§ **Extract provided**
----------
Real version control for your Ghost posts
If you have ever made a sweeping edit to a Ghost post and then wished you could see exactly what changed, or roll the whole thing back, you have run into the limits of how Ghost tracks history. Ghost does keep some history — but it is far more modest than the safety net most people assume they have. This guide explains what Ghost actually stores, where it falls short, and how to get real, permanent version control once your posts live as local markdown.
What Ghost’s built-in revisions actually do
Ghost is not a complete blank slate here. The editor has a post history feature: open a post, go to the settings menu, and you can browse previous versions of that post and restore any one of them with a click. When you are working with a team, it even shows who made each change. For catching a single bad edit on a single post, it works.
The catch is in the fine print. Ghost only keeps the last handful of revisions for a post — historically around the most recent ten, after which older versions are dropped for good. So if you have edited a post a dozen times since the version you actually want, that version is simply gone. The history is per-post too, surfaced one post at a time inside the editor. There is no view of your blog’s history as a whole, no way to ask “what changed across the site last Tuesday,” and no diff that shows you the precise lines that moved. And because the revisions are tied to the editor, a bulk change made through the Admin API or a script is not something you can browse and restore the same comfortable way.
For the kind of work this site is about — running an AI pass or a script across every post at once — that gap matters most. The moment you are editing dozens or hundreds of posts in one sweep is exactly the moment a few per-post editor revisions stop being enough.
----------
§ **Input data**
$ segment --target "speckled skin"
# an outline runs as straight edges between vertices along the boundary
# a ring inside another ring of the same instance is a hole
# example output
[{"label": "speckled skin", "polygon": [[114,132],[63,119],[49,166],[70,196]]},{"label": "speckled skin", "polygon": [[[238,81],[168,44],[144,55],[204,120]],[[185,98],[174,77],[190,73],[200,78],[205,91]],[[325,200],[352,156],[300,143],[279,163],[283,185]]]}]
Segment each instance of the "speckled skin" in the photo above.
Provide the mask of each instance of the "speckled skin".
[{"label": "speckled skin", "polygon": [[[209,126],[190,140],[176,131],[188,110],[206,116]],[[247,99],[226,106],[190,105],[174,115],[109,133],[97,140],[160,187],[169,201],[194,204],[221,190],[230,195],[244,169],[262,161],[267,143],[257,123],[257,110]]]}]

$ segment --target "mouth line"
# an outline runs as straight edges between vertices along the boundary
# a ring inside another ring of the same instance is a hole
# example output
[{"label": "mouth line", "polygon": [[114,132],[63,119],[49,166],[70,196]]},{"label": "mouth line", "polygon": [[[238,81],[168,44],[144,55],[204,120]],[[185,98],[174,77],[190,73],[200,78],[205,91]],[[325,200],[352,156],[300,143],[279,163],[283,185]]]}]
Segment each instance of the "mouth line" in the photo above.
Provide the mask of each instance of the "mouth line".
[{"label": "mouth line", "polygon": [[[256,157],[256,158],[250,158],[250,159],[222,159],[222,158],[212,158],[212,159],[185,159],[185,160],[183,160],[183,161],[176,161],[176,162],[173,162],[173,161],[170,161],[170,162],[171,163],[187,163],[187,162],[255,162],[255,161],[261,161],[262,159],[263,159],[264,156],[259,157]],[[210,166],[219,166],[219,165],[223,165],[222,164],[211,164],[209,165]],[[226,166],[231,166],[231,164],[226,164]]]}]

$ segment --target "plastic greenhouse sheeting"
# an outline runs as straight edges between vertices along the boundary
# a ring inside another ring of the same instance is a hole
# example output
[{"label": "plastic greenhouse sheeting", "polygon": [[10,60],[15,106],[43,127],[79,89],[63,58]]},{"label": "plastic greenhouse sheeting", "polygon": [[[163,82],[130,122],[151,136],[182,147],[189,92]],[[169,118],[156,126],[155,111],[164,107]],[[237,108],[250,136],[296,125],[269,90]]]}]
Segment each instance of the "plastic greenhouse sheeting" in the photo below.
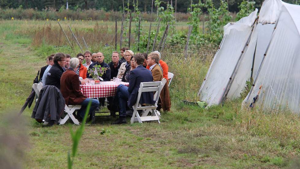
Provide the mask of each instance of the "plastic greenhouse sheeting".
[{"label": "plastic greenhouse sheeting", "polygon": [[256,106],[265,109],[300,108],[300,6],[283,2],[276,29],[254,79],[243,102],[248,106],[262,85]]},{"label": "plastic greenhouse sheeting", "polygon": [[251,35],[252,27],[249,23],[254,23],[257,12],[257,10],[252,12],[241,19],[241,22],[229,23],[224,26],[226,33],[198,93],[200,100],[206,102],[208,106],[222,101],[229,78],[244,49],[243,44],[246,44]]},{"label": "plastic greenhouse sheeting", "polygon": [[245,89],[246,81],[249,81],[251,77],[251,69],[254,57],[252,77],[254,78],[256,74],[270,42],[274,26],[275,24],[263,25],[260,23],[255,25],[248,47],[244,52],[236,70],[226,98],[233,99],[238,97]]}]

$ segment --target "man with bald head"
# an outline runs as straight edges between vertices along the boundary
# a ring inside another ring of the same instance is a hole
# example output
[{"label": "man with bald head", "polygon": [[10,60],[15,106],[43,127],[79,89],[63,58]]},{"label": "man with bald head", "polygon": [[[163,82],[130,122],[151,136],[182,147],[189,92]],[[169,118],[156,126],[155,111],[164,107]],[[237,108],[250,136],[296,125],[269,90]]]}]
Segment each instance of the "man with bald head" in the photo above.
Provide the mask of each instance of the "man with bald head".
[{"label": "man with bald head", "polygon": [[[110,66],[104,62],[104,56],[103,55],[103,53],[101,52],[98,52],[96,54],[98,56],[98,59],[95,62],[93,63],[90,65],[90,66],[89,67],[89,70],[90,70],[94,66],[96,65],[101,65],[101,67],[107,68],[107,70],[106,71],[101,77],[103,79],[103,81],[110,81]],[[93,54],[92,54],[92,55]],[[92,78],[92,77],[90,76],[88,71],[87,71],[87,78]]]},{"label": "man with bald head", "polygon": [[98,58],[99,57],[99,56],[96,53],[93,53],[92,54],[92,61],[93,63],[97,62],[98,61]]}]

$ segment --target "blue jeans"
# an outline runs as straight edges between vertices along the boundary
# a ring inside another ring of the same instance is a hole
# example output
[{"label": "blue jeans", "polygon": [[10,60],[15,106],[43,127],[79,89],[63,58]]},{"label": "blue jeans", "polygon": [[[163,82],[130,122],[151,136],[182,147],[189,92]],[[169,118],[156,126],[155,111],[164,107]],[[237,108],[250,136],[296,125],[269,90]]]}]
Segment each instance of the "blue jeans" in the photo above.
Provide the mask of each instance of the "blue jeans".
[{"label": "blue jeans", "polygon": [[129,96],[128,87],[121,84],[119,85],[117,95],[119,98],[119,116],[124,117],[126,116],[126,105]]},{"label": "blue jeans", "polygon": [[97,108],[99,106],[99,101],[97,99],[89,98],[86,99],[80,104],[79,104],[81,105],[81,108],[78,110],[77,113],[79,114],[81,118],[83,118],[84,117],[84,114],[87,110],[87,105],[90,101],[92,102],[92,104],[90,105],[90,108],[89,111],[89,114],[92,114],[92,113],[94,112]]}]

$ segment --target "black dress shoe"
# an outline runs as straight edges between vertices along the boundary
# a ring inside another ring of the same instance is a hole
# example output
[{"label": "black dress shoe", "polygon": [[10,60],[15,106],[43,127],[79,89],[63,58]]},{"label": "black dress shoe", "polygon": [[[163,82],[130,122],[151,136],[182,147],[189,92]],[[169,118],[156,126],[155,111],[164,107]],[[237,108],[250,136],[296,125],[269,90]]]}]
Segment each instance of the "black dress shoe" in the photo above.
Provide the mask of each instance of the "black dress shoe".
[{"label": "black dress shoe", "polygon": [[125,124],[127,123],[126,122],[126,119],[125,118],[119,118],[117,119],[114,122],[112,123],[112,124]]},{"label": "black dress shoe", "polygon": [[132,114],[133,113],[133,112],[131,110],[127,110],[126,111],[126,116],[131,117],[132,117]]}]

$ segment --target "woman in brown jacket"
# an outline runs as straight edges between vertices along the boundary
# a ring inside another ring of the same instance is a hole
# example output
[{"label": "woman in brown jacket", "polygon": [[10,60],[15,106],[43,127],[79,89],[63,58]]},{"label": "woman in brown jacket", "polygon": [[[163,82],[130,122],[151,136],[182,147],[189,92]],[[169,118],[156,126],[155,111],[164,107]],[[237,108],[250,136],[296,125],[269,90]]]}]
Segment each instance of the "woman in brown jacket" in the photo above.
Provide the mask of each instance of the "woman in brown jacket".
[{"label": "woman in brown jacket", "polygon": [[66,100],[66,104],[82,105],[77,115],[77,118],[80,120],[84,116],[89,103],[92,103],[89,113],[92,115],[99,106],[99,101],[97,99],[87,98],[81,92],[79,77],[75,70],[77,69],[79,65],[78,59],[75,57],[71,59],[69,67],[63,72],[60,78],[60,91]]}]

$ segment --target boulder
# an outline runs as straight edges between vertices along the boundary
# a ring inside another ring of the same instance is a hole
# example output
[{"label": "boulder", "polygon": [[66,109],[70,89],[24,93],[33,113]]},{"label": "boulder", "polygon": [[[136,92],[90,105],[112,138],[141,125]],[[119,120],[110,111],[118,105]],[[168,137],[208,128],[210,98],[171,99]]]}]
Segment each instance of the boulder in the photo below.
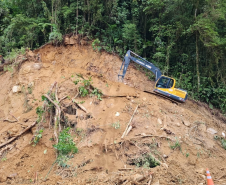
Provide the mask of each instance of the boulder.
[{"label": "boulder", "polygon": [[191,123],[187,120],[183,120],[183,124],[187,127],[190,127],[191,126]]},{"label": "boulder", "polygon": [[205,124],[200,124],[199,125],[199,130],[202,132],[206,132],[206,125]]},{"label": "boulder", "polygon": [[212,134],[212,135],[214,135],[214,134],[217,133],[217,131],[214,130],[213,128],[208,128],[206,131],[207,131],[208,133]]},{"label": "boulder", "polygon": [[161,125],[162,124],[162,120],[160,118],[158,118],[158,123]]},{"label": "boulder", "polygon": [[0,183],[5,182],[7,180],[7,176],[5,173],[0,172]]},{"label": "boulder", "polygon": [[145,177],[143,175],[140,175],[140,174],[135,174],[133,176],[133,180],[136,181],[136,182],[140,182],[140,181],[144,180],[144,178]]},{"label": "boulder", "polygon": [[18,93],[18,92],[21,92],[21,87],[19,85],[15,85],[13,86],[13,93]]}]

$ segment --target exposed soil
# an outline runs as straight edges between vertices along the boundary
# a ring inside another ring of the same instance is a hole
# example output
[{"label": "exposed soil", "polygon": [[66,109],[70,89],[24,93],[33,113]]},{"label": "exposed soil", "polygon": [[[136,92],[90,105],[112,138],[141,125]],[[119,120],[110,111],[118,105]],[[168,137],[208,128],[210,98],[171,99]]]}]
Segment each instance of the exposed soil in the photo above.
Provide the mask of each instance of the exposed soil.
[{"label": "exposed soil", "polygon": [[[95,52],[91,46],[46,45],[29,53],[18,72],[0,76],[0,145],[37,120],[36,108],[43,105],[41,96],[57,82],[59,99],[67,96],[61,103],[69,124],[62,126],[72,127],[79,152],[69,160],[68,168],[54,164],[53,128],[44,120],[0,148],[2,184],[36,180],[37,184],[201,185],[206,183],[206,168],[215,184],[226,184],[226,150],[207,132],[208,128],[216,130],[218,136],[225,132],[225,119],[219,113],[194,101],[175,104],[143,92],[152,91],[154,82],[133,64],[124,83],[118,82],[121,59]],[[32,60],[38,53],[41,62]],[[84,101],[87,113],[70,100],[78,93],[79,84],[74,83],[80,79],[78,74],[91,77],[92,86],[104,94],[102,101],[76,97],[76,101]],[[14,86],[21,90],[14,93]],[[121,139],[137,106],[133,128]],[[34,147],[30,141],[38,127],[44,127],[44,132]],[[161,165],[138,167],[150,154]]]}]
----------
§ **What to do**
Continue the guide on version control for Ghost posts, starting after its last sentence. The records bear no relation to the text.

§ **Output for this exercise**
The fix: put your synced folder under git
Once your blog is a folder of plain markdown files, you can use the version control system the entire software world already trusts: git. Git was built to track every change to a folder of text files, remember it forever, show you exact diffs, and let you roll back to any past state. A Ghost blog synced down to markdown is, conveniently, just a folder of text files.
That is what Specter gives you. It is a small native macOS app that does two-way sync between Ghost and a local folder — pull your posts down as markdown, edit them however you like, and push the changes back. If you have not set that up yet, start with connecting Specter to your Ghost blog. Once your posts are on disk, the version history story changes completely.
The workflow is straightforward. In a terminal, go to your sync folder and run git init once to start tracking it. Make an initial commit so you have a clean baseline:
cd ~/path/to/your/ghost-posts
git init
git add .
git commit -m "Baseline: full blog snapshot"
From then on, the habit is simple: commit before you change anything. Right before you hand the folder to an AI tool or run a script, snapshot the current state.
git add .
git commit -m "Before SEO meta-description pass"
Now run your edit. When it is done, git diff shows you exactly what changed — every line, in every file, across the whole blog at once. This is the view Ghost’s editor never gives you. You can read the full blast radius of a bulk edit before any of it touches your live site, which pairs naturally with Specter’s own dry-run preview.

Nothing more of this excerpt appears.